═══ SOURCE TEXT ═══

# Keras for Neural Networks - Guided Example

## MLP (Multi-Layer Perceptron)

MLP Neural Networks are a set of perceptron models organized into layers, with one layer feeding into the next.

In [1]:
import keras
from keras.datasets import mnist
from keras.models import Sequential
from keras.layers import Dense, Dropout, Flatten, Conv2D, MaxPooling2D
from keras.layers import LSTM, Input, TimeDistributed
from keras.models import Model
from keras.optimizers import RMSprop

from keras import backend as K

  from ._conv import register_converters as _register_converters
Using TensorFlow backend.


In [2]:
(x_train, y_train), (x_test, y_test) = mnist.load_data()

# 60,000 images with 28*28 pixels (784 pixels total)
# Need 60,000 arrays (1 per image) of length 784
x_train = x_train.reshape(60000, 784)
x_test = x_test.reshape(10000, 784)

x_train = x_train.astype('float32')
x_test = x_test.astype('float32')

# Normalize values (0 ~ 255)
x_train /= 255
x_test /= 255

# Print sample sizes
print(x_train.shape[0], 'train samples')
print(x_test.shape[0], 'test samples')

# Convert class vectors to binary class matrices (i.e. dummify class column)
# 1 column with 10 values -> 10 binary columns
y_train = keras.utils.to_categorical(y_train, 10)
y_test = keras.utils.to_categorical(y_test, 10)

60000 train samples
10000 test samples


In [3]:
model = Sequential()

# Add dense layers to create a fully connected MLP
# Note that we specify an input shape for the first layer, but only the first layer.
# Relu is the activation function used
model.add(Dense(64, activation='relu', input_shape=(784,)))
# Dropout layers remove features and fight overfitting
model.add(Dropout(0.1))
model.add(Dense(64, activation='relu'))
model.add(Dropout(0.1))
# End with a number of units equal to the number of classes we have for our outcome
model.add(Dense(10, activation='softmax'))

model.summary()

# Compile the model to put it all together.
model.compile(loss='categorical_crossentropy', optimizer=RMSprop(), metrics=['accuracy'])

_________________________________________________________________
Layer (type)                 Output Shape              Param #   
dense_1 (Dense)              (None, 64)                50240     
_________________________________________________________________
dropout_1 (Dropout)          (None, 64)                0         
_________________________________________________________________
dense_2 (Dense)              (None, 64)                4160      
_________________________________________________________________
dropout_2 (Dropout)          (None, 64)                0         
_________________________________________________________________
dense_3 (Dense)              (None, 10)                650       
Total params: 55,050
Trainable params: 55,050
Non-trainable params: 0
_________________________________________________________________


In [4]:
history = model.fit(x_train, y_train, batch_size=128, epochs=10, verbose=1, validation_data=(x_test, y_test))

═══ RECORDS ═══

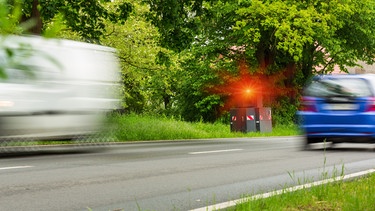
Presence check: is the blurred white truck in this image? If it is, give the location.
[0,36,120,141]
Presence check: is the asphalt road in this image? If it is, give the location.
[0,137,375,211]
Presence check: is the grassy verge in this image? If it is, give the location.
[111,115,298,141]
[235,174,375,211]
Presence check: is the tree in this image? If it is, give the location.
[102,1,179,113]
[147,0,375,123]
[9,0,132,42]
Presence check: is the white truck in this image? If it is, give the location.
[0,36,120,142]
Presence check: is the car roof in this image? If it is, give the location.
[313,74,375,80]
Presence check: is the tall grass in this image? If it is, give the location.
[111,114,298,141]
[235,174,375,211]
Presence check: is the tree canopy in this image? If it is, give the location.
[145,0,375,122]
[0,0,375,121]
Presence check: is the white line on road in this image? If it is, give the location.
[0,166,34,171]
[189,149,243,155]
[190,169,375,211]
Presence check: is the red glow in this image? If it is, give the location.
[208,60,296,111]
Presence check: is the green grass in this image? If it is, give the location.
[111,114,298,141]
[235,174,375,211]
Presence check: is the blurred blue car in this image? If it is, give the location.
[297,74,375,148]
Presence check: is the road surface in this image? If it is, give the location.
[0,136,375,211]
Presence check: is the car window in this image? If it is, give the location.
[304,78,372,97]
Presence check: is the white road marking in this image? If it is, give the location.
[190,169,375,211]
[0,166,34,171]
[189,149,243,155]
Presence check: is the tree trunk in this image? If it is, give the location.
[30,0,43,35]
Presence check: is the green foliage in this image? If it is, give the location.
[236,174,375,211]
[0,0,22,35]
[145,0,375,122]
[110,113,298,142]
[102,1,179,113]
[10,0,133,43]
[272,97,298,125]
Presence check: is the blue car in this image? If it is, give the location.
[297,74,375,148]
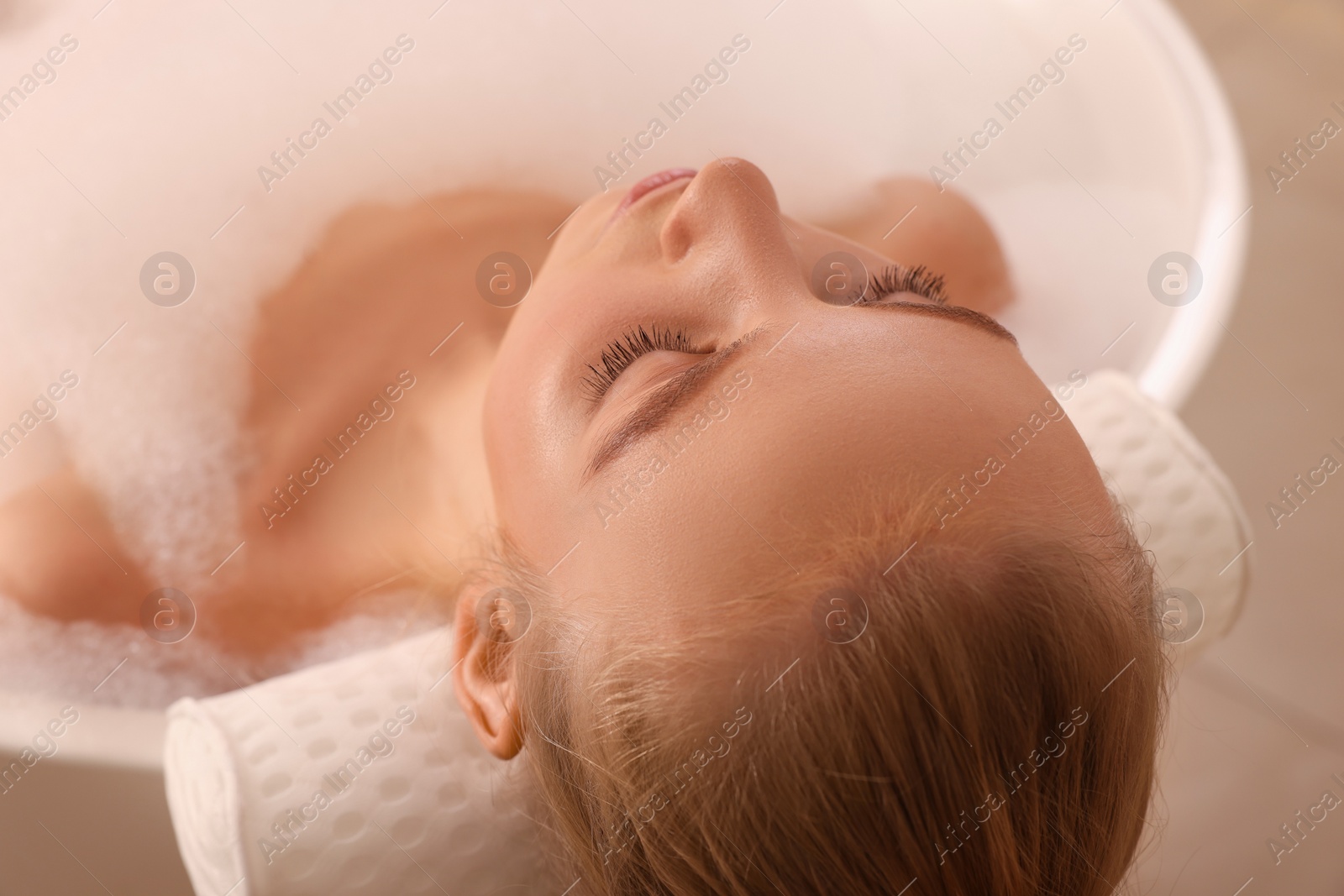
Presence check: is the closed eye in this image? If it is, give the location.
[583,325,707,401]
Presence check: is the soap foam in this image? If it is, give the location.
[0,0,1199,705]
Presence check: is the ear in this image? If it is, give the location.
[453,582,526,759]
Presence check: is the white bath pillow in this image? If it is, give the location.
[164,371,1250,896]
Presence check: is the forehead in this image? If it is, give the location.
[559,312,1058,600]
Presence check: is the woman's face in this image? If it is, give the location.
[486,159,1107,634]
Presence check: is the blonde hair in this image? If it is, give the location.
[480,494,1167,896]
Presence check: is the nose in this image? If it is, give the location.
[659,157,789,262]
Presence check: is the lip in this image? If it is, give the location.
[607,168,696,224]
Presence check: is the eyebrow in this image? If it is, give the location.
[858,301,1017,345]
[582,327,766,482]
[580,301,1017,484]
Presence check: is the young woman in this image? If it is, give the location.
[0,159,1164,894]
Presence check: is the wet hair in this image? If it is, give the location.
[480,494,1168,896]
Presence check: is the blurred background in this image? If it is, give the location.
[0,0,1344,896]
[1122,0,1344,896]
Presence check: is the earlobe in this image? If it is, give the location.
[453,583,522,759]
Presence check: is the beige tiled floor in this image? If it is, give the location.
[1138,0,1344,896]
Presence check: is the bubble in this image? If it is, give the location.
[475,589,533,643]
[811,589,869,643]
[1158,589,1205,643]
[475,253,533,307]
[139,589,197,643]
[139,253,197,307]
[1147,253,1205,307]
[811,253,869,307]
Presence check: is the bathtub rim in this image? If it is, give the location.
[0,0,1252,773]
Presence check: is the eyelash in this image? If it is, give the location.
[583,327,695,401]
[583,265,948,401]
[858,265,948,305]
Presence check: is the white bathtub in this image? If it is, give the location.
[0,0,1250,896]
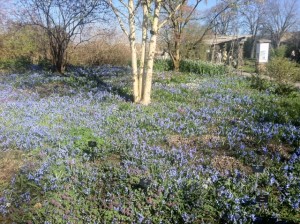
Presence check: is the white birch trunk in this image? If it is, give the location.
[141,0,161,105]
[139,1,149,97]
[128,0,141,103]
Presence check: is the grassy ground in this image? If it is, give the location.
[0,67,300,223]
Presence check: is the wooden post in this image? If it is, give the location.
[256,39,271,73]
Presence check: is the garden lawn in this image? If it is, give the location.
[0,67,300,224]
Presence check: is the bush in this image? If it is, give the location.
[180,60,228,75]
[153,59,228,75]
[265,56,298,84]
[270,45,287,58]
[153,59,173,72]
[0,56,32,71]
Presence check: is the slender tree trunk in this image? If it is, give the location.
[141,0,161,105]
[173,40,180,72]
[128,0,140,103]
[139,2,149,97]
[250,37,256,59]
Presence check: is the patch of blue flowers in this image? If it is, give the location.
[0,67,300,223]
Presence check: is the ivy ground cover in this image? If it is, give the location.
[0,67,300,224]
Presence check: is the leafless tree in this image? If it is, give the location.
[206,0,241,35]
[161,0,202,71]
[239,0,265,58]
[19,0,106,73]
[108,0,187,105]
[264,0,299,48]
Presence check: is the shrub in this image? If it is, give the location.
[0,56,31,71]
[153,59,228,75]
[270,45,287,58]
[153,59,173,72]
[265,56,298,84]
[180,60,227,75]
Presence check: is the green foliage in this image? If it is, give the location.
[70,127,105,160]
[153,59,228,75]
[0,56,31,71]
[250,74,297,96]
[38,58,52,71]
[153,59,173,72]
[270,45,287,58]
[265,56,298,84]
[180,60,228,75]
[242,59,256,73]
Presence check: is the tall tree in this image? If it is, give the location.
[108,0,186,105]
[264,0,299,48]
[19,0,106,73]
[239,0,265,58]
[162,0,203,71]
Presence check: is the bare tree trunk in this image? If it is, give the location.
[250,38,257,59]
[173,37,181,72]
[139,2,149,97]
[141,0,161,105]
[128,0,140,103]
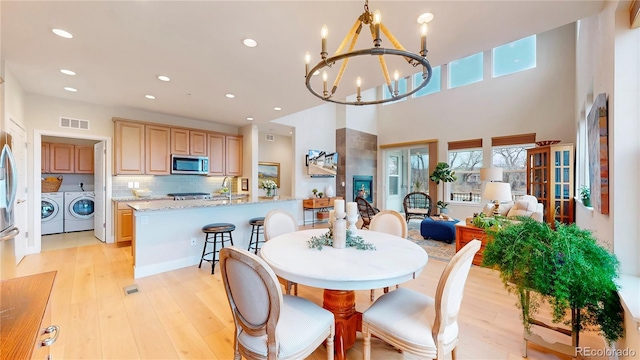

═══

▶ _EXERCISE SET_
1) According to the Keras neural network example, how many trainable parameters does the MLP model have in total?
2) Continue the Keras neural network example from the point where it stops.

▶ _OUTPUTS IN ORDER_
1) 55,050

2)
score = model.evaluate(x_test, y_test, verbose=0)
print('Test loss:', score[0])
print('Test accuracy:', score[1])

Train on 60000 samples, validate on 10000 samples
Epoch 1/10
Epoch 2/10
Epoch 3/10
Epoch 4/10
Epoch 5/10
Epoch 6/10
Epoch 7/10
Epoch 8/10
Epoch 9/10
Epoch 10/10
Test loss: 0.08624280345954467
Test accuracy: 0.9777


## Convolutional Neural Networks

Convolution takes your data and creates overlapping subsegments testing for a given feature in a set of spaces and upon which it develops its model.

First, you have to define a shape of your input data. This can theoretically be in any number of dimensions, though for our image example we will use 2d, since images are in two dimensions. 

Over that shaped data, we then create our tiles, also called __kernels__. These kernels are like little windows, that will look over subsets of the data of a given size. In the example below we create 3x3 kernels, which run overlapping over the whole 28x28 input looking for features. That is the convolutional layer, a way of searching for a subpattern over the whole of the image. 

Next comes a pooling layer. This is a downsampling technique, which effectively serves to reduce sample size and simplify later processes. For each value generated by our convolutional layers, it looks over the grid in non-overlapping segments and takes the maximum value of those outputs. It's not the features' exact location that matters, but its approximate or relative location. After pooling, you will flatten the data back out, so  it can be put into dense layers as in MLP.

In [5]:
# img_rows, img_cols = 28, 28
# num_classes = 10

# (x_train, y_train), (x_test, y_test) = mnist.load_data()

# if K.image_data_format() == 'channels_first':
#     x_train = x_train.reshape(x_train.shape[0], 1, img_rows, img_cols)
#     x_test = x_test.reshape(x_test.shape[0], 1, img_rows, img_cols)
#     input_shape = (1, img_rows, img_cols)
# else:
#     x_train = x_train.reshape(x_train.shape[0], img_rows, img_cols, 1)
#     x_test = x_test.reshape(x_test.shape[0], img_rows, img_cols, 1)
#     input_shape = (img_rows, img_cols, 1)

# x_train = x_train.astype('float32')
# x_test = x_test.astype('float32')
# x_train /= 255
# x_test /= 255
# print('x_train shape:', x_train.shape)
# print(x_train.shape[0], 'train samples')
# print(x_test.shape[0], 'test samples')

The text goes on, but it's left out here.